***** Texto de referência
A primeira é que o ensino a distância traz soluções, mas, considerando seu efeito limitado, é preciso planejar a normalização. Por meio de medida provisória, o governo federal flexibilizou o cumprimento dos 200 dias letivos, desde que mantida a carga horária mínima. Mas ainda há questões em aberto sobre o ensino remoto: como programar as atividades; que tipos de atividade devem contar para fins de equivalência; como será programado o calendário de exames nacionais, etc.
A China, por exemplo, providenciou exames online e uma plataforma nacional oferecendo recursos digitais, e a iniciativa privada se mobilizou para prover wi-fi e dispositivos móveis. Segundo o Todos pela Educação, no Brasil as redes estaduais são as que mais têm avançado nesses quesitos.
**********
***** Informações apresentadas
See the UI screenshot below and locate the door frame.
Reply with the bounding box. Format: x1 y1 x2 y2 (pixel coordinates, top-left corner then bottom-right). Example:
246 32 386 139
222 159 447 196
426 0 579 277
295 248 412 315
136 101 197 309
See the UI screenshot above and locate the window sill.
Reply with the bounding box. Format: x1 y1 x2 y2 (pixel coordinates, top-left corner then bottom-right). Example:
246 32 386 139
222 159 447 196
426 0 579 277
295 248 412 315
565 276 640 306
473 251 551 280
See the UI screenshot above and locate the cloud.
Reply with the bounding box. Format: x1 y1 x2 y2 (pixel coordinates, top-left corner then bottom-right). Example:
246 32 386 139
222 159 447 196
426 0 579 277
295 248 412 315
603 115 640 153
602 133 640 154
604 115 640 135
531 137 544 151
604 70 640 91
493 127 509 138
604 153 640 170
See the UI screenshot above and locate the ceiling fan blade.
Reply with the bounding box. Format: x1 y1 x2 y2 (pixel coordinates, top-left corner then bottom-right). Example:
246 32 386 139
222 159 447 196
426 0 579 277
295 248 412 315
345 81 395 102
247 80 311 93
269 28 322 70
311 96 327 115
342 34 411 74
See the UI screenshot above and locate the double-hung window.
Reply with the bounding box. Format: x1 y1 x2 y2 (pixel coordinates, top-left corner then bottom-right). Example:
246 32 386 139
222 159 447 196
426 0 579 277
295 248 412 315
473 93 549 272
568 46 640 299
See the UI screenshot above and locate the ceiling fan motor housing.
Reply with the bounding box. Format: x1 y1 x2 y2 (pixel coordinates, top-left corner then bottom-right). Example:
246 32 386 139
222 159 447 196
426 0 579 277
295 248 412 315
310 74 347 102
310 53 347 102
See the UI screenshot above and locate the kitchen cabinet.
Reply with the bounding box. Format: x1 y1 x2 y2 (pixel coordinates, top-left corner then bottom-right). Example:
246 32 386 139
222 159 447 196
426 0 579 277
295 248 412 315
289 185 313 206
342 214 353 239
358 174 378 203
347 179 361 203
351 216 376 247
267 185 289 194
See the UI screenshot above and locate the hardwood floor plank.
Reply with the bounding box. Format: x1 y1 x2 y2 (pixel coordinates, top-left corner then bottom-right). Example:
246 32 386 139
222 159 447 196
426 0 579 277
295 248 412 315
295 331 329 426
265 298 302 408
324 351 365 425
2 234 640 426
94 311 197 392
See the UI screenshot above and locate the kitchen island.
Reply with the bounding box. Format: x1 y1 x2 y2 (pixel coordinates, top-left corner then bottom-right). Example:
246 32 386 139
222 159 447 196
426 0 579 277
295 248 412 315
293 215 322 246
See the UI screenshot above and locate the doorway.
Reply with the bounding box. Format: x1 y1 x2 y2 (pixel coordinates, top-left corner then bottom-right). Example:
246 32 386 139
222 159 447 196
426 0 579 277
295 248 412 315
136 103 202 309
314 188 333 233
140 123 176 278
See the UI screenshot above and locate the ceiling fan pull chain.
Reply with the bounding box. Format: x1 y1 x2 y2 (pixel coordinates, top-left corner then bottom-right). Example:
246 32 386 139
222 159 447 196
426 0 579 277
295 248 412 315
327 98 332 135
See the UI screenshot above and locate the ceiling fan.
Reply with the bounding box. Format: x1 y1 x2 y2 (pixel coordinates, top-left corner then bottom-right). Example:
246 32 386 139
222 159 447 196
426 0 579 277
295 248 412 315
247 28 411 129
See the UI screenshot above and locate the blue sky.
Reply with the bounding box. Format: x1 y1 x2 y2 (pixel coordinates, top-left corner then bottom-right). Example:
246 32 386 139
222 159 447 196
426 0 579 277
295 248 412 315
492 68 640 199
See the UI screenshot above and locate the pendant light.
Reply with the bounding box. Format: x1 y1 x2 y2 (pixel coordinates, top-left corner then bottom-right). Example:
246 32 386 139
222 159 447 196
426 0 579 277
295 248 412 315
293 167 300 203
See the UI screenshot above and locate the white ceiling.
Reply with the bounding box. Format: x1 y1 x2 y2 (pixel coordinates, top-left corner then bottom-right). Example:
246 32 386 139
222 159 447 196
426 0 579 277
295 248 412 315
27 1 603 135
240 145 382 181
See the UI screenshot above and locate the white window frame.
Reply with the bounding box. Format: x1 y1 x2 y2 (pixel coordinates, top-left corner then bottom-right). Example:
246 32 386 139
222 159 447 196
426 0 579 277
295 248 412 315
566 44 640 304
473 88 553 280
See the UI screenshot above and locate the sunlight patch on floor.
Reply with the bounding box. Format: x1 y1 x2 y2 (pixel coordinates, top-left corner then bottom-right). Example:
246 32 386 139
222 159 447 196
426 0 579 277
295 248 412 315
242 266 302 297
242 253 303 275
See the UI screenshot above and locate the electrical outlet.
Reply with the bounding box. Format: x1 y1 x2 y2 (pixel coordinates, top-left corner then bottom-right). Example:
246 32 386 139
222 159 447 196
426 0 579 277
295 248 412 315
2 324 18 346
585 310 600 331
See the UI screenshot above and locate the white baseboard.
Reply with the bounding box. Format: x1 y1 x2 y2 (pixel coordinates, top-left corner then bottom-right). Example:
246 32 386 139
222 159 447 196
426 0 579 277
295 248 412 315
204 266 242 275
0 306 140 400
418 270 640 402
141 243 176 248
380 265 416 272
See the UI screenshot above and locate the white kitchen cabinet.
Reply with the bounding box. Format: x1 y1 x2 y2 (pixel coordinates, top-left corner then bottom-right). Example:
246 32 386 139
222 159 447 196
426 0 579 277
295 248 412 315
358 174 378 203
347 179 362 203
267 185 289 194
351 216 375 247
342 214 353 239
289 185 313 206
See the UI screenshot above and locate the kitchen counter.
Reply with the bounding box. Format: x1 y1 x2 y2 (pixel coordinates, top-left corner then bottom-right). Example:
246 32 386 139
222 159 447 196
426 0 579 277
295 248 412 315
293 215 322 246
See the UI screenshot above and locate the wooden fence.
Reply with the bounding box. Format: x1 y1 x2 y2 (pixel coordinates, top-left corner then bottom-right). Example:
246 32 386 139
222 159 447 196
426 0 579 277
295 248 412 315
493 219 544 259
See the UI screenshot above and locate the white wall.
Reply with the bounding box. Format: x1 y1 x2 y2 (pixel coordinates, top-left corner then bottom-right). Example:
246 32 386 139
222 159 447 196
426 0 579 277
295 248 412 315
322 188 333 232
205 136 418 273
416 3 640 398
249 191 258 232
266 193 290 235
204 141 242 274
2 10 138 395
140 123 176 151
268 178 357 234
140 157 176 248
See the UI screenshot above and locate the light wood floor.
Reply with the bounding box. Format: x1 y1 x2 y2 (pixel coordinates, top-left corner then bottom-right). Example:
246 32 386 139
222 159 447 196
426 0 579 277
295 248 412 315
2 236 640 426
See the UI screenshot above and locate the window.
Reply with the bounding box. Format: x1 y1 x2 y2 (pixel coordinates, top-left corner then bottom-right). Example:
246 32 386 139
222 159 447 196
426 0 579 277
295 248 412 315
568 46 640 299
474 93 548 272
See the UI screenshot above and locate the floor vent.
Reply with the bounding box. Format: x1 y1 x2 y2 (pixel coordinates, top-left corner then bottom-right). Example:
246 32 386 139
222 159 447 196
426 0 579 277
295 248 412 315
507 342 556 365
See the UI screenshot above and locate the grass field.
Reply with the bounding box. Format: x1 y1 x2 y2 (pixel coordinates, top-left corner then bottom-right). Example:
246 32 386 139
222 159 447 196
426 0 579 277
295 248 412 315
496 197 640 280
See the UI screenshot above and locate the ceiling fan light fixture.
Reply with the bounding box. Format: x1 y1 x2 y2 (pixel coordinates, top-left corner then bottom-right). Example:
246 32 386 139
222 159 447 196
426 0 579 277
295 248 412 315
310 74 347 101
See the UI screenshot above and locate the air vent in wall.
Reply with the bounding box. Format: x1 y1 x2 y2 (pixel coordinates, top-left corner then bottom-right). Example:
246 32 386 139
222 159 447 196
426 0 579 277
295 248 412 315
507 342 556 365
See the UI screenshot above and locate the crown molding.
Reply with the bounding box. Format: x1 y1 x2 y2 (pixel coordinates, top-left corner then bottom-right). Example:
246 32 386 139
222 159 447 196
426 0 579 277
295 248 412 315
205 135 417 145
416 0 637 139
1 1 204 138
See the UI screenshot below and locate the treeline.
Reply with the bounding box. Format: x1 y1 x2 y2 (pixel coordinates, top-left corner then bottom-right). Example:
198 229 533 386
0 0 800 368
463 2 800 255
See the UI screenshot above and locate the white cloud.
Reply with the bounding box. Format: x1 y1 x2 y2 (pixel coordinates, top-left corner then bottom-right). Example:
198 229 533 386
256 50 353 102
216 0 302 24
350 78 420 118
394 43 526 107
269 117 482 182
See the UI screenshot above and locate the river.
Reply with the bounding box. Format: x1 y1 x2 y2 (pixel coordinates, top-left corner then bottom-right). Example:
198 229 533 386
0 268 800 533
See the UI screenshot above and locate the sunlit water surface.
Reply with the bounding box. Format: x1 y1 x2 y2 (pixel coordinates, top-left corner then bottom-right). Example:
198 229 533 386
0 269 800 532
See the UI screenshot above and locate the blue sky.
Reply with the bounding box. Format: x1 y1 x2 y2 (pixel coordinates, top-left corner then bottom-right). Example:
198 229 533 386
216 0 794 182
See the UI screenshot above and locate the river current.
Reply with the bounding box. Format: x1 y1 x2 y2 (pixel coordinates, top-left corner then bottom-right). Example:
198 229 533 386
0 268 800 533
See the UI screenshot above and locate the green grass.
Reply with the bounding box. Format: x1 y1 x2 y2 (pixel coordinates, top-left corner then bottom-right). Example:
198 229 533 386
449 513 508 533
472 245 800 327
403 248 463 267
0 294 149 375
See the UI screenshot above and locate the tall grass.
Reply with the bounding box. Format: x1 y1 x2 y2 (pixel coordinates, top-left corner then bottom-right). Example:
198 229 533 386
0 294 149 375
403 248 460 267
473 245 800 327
**********
→ **Usando as informações**:
(a) No texto sobre ensino a distância, o que o governo federal flexibilizou por meio de medida provisória?
(b) Copie do texto sobre ensino a distância o trecho que vai de "A primeira é" até "avançado nesses quesitos.".

→ **Respostas das tarefas**:
(a) O cumprimento dos 200 dias letivos, desde que mantida a carga horária mínima.

(b)
A primeira é que o ensino a distância traz soluções, mas, considerando seu efeito limitado, é preciso planejar a normalização. Por meio de medida provisória, o governo federal flexibilizou o cumprimento dos 200 dias letivos, desde que mantida a carga horária mínima. Mas ainda há questões em aberto sobre o ensino remoto: como programar as atividades; que tipos de atividade devem contar para fins de equivalência; como será programado o calendário de exames nacionais, etc.
A China, por exemplo, providenciou exames online e uma plataforma nacional oferecendo recursos digitais, e a iniciativa privada se mobilizou para prover wi-fi e dispositivos móveis. Segundo o Todos pela Educação, no Brasil as redes estaduais são as que mais têm avançado nesses quesitos.